## Begin Material supplied

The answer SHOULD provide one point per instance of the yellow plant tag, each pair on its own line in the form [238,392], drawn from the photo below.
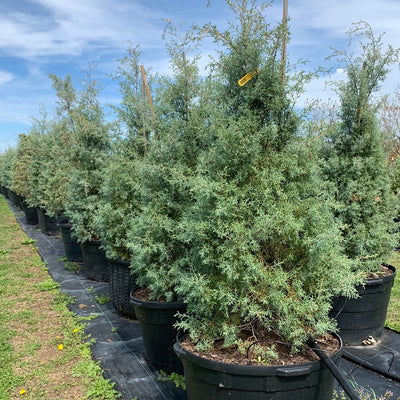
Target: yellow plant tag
[247,77]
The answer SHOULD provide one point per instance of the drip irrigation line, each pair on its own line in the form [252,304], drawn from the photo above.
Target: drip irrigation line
[347,387]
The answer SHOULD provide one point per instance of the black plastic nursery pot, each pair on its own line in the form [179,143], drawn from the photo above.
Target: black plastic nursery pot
[212,380]
[31,214]
[47,224]
[95,263]
[156,321]
[364,316]
[122,282]
[72,248]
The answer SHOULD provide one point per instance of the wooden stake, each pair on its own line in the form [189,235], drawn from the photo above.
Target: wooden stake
[146,87]
[284,41]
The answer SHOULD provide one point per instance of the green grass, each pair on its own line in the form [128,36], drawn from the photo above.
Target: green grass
[44,353]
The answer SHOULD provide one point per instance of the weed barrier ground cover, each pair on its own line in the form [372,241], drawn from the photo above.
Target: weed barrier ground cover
[118,345]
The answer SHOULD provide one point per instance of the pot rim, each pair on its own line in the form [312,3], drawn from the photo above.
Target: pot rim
[157,304]
[257,370]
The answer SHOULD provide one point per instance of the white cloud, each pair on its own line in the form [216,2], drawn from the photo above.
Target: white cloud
[6,77]
[68,27]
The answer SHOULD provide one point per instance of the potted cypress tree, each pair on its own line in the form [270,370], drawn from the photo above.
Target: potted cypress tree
[358,165]
[21,173]
[120,194]
[6,177]
[263,253]
[181,104]
[90,144]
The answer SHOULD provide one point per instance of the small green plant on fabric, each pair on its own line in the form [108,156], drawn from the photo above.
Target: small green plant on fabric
[177,379]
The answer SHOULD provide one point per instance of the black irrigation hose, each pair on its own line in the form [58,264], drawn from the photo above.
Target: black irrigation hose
[347,387]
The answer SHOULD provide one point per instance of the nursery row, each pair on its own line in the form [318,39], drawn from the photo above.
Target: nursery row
[217,202]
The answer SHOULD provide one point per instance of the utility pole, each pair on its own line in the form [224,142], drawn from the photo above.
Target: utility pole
[284,39]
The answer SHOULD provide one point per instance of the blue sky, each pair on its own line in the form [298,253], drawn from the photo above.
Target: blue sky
[39,37]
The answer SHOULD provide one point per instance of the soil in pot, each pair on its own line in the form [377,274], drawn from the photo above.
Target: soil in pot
[363,319]
[156,319]
[213,376]
[95,263]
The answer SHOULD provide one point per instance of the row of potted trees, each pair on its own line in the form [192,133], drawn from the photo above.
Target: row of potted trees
[216,204]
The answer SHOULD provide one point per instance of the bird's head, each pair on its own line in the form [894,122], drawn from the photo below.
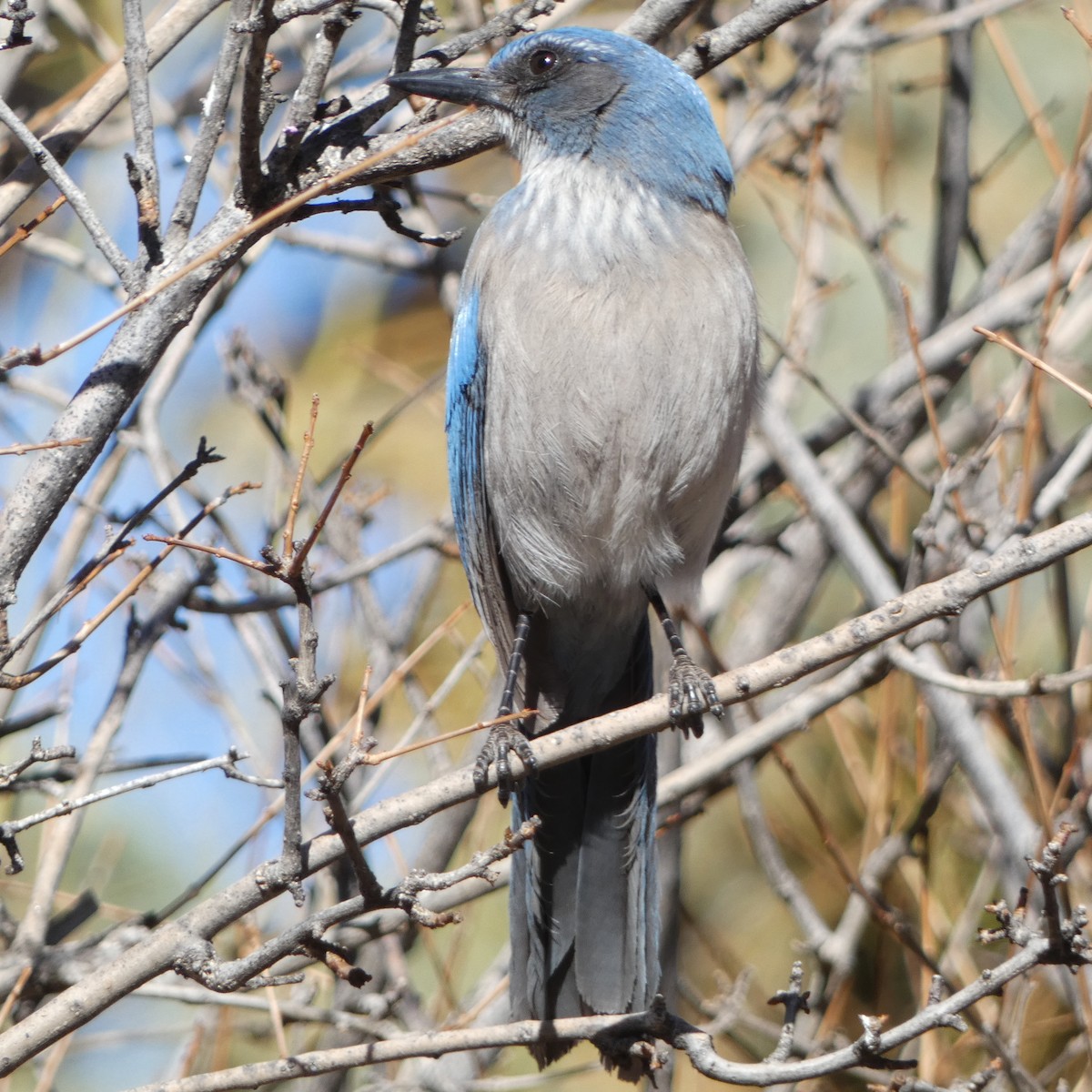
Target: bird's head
[595,96]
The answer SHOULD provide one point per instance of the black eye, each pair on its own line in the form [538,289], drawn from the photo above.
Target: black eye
[541,61]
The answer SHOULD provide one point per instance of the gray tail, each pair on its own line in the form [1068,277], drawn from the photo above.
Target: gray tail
[583,906]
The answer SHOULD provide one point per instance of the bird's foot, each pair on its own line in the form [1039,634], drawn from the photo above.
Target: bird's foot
[691,693]
[502,741]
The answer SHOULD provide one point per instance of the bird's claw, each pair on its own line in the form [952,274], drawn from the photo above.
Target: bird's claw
[502,741]
[691,693]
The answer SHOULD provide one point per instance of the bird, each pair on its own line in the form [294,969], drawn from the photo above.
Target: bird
[603,367]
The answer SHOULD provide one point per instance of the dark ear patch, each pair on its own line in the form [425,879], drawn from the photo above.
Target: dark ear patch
[579,90]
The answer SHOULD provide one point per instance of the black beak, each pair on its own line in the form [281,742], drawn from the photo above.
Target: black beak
[465,86]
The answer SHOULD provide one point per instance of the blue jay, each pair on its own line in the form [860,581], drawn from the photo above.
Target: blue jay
[603,366]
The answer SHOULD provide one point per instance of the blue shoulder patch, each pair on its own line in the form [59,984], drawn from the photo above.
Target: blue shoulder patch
[465,424]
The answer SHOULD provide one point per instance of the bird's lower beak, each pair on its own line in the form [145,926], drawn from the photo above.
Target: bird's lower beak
[467,86]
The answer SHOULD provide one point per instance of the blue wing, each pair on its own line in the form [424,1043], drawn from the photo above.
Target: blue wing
[468,371]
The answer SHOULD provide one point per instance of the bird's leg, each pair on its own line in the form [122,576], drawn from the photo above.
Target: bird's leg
[691,691]
[505,738]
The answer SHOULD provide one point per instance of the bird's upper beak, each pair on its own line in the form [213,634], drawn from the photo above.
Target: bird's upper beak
[467,86]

## End Material supplied

Given instruction
Your task is to reproduce, exactly and exclusively, the lines from the one holding "[59,984], drawn from the photo above." through the final line of the listing.

Result of this task
The answer SHOULD provide one point per instance of the blue shoulder patch, each pair on its own line in the form [59,984], drawn from the photo above.
Target: blue shoulder patch
[465,424]
The answer SHOULD provide one point per instance of the bird's lower beak, each pair on its own line in the form [145,926], drawn from the photo above.
Target: bird's lower beak
[467,86]
The answer SHOULD provide one point per instance of the blue wing, each pair on its own line in the form [424,1043], drawn from the photo above.
Target: blue wing
[468,371]
The answer SHOULD provide one point per instance of the bird's leg, each pair on its own line in the form [122,576], drawn from the photo above.
Target: bird's leg
[691,691]
[505,738]
The answer SHOULD provide one point per instance of the bird's upper beak, each pair on its own line in the form [213,634], drawn from the photo above.
Target: bird's upper beak
[467,86]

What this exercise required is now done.